** TEXTO EXTRAÍDO **
────

A organização de defesa dos direitos humanos Human Rights Watch acompanha de perto o julgamento dos manifestantes em Luanda |
DEUTSCHE WELLE
Deutsche Welle: Afinal o julgamento dos manifestantes de 3 de setembro, que as autoridades anunciavam sumário, parece ter entrado em fase de prolongamento. Porquê?
Lisa Rimli: As provas da acusação ainda não estavam prontas. Além disso, são 21 arguidos. E há também uma série de testemunhas da defesa que se apresentaram e tudo isso leva muito tempo. Há ainda relatórios médicos que a defesa pediu como prova, e para a polícia também poder provar que realmente foi agredida.
DW: Há relatórios contraditórios sobre quem terá agredido quem …
LR: Exatamente. A polícia foi muito rápida em deter um número até agora desconhecido de manifestantes. E a dizer que foram eles os autores da violência. Que houve violência toda a gente testemunhou. A questão é quem foram os agressores? No nosso comunicado de segunda-feira citámos uma série de testemunhas que claramente diziam que foram agredidas sim, mas por pessoas que não eram manifestantes.
DW: Quais são as indicações concretas?
LR: Muitas testemunhas no local identificaram um grupo de homens que estava infiltrado na manifestação, mas que não eram manifestantes. Pela sua aparência e atuação, porque agiam de forma coordenada. E, pelo que se viu, também sob a cobertura da polícia. Vários jornalistas queixaram-se que as agressões que eles e os manifestantes sofreram foram testemunhadas pela polícia, que não interveio, nem prendeu nenhum desses indivíduos. São factos que indicam que este grupo de indivíduos agiu com a cobertura da polícia e talvez com instruções oficiais. São indicações que deviam ser apuradas, porque o facto de não terem detido o grupo identificado como o agressor, levanta muitas questões.
DW: O vice-ministro angolano da Comunicação Social, Manuel de Carvalho, condenou hoje pelo menos a agressão contra jornalistas. Isso não passará de tática?
LR: Está claro que o Governo está sob pressão. A sociedade civil solidarizou-se muito cedo com os arguidos, exigindo um processo justo e que a polícia divulgasse imediatamente e garantisse que todos tivessem acesso a um advogado. Portanto, se calhar é uma tentativa de corrigir o posicionamento inicial da polícia. Que agora deve ser visto como um pouco precipitado, porque detiveram os manifestantes. No entanto, quando chega a hora de provar, parece que as coisas não são tão claras assim.
DW: Este género de atuação vai intimidar os manifestantes, ou surgiu aqui um movimento que já não vai parar?
LR: As manifestações são um sintoma da crescente restrição à liberdade de expressão. Em Angola, há muitos problemas sociais, há muita pobreza e, naturalmente, há muito descontentamento. Mas esse descontentamento é, muitas vezes, omitido nos mídias do Estado que são fortemente censurados. Muitos jornalistas, sobretudo nas províncias, são intimidados, para não reportarem factos que sejam críticos dos governantes. E esta restrição do espaço leva a que as pessoas já não encontrem outro recurso senão a manifestação para poderem divulgar as suas opiniões. Se o Governo resolvesse alargar o espaço para a liberdade de expressão poderia contribuir para que se encontrassem outros meios de debate.

────

(Entradas guardadas)
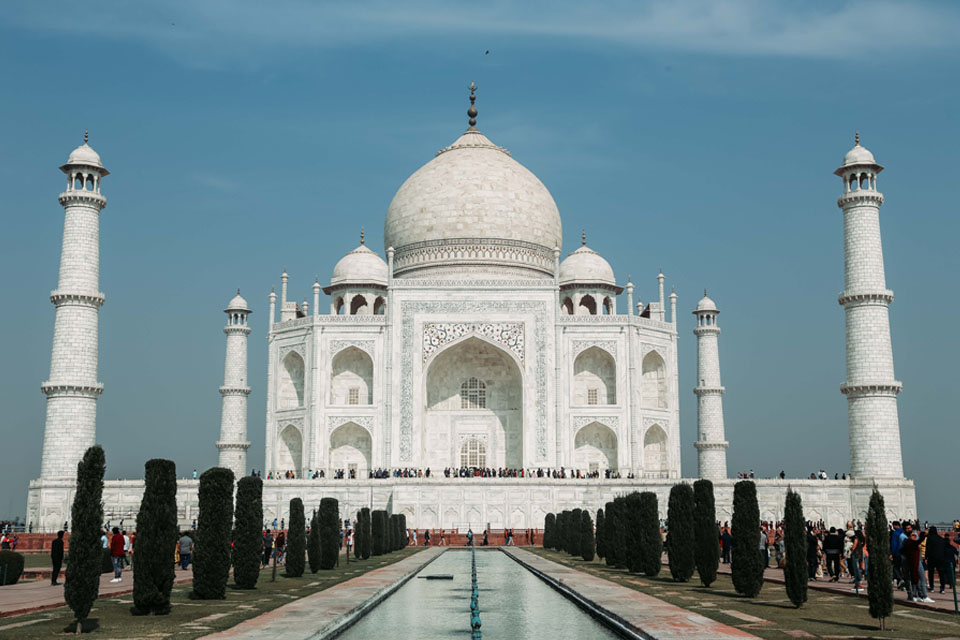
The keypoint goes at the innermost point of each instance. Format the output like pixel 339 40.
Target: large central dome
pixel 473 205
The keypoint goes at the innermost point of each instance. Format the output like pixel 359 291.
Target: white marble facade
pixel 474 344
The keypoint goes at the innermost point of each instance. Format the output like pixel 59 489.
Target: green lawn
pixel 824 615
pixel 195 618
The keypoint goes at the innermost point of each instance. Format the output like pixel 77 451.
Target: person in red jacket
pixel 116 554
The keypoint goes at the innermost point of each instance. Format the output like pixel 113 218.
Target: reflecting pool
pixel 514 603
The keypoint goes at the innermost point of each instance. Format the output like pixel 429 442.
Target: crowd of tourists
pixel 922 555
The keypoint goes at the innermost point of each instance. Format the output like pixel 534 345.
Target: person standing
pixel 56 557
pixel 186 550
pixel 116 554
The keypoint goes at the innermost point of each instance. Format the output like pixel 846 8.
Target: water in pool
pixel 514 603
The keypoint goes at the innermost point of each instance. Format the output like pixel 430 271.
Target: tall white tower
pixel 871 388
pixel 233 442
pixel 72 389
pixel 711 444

────

** INSTRUÇÕES DA TAREFA **
Transcreva da entrevista sobre o julgamento em Luanda o trecho que vai de "DW: Há relatórios" até "as indicações concretas?", inclusive.

** RESOLUÇÃO DO EXERCÍCIO **
DW: Há relatórios contraditórios sobre quem terá agredido quem …
LR: Exatamente. A polícia foi muito rápida em deter um número até agora desconhecido de manifestantes. E a dizer que foram eles os autores da violência. Que houve violência toda a gente testemunhou. A questão é quem foram os agressores? No nosso comunicado de segunda-feira citámos uma série de testemunhas que claramente diziam que foram agredidas sim, mas por pessoas que não eram manifestantes.
DW: Quais são as indicações concretas?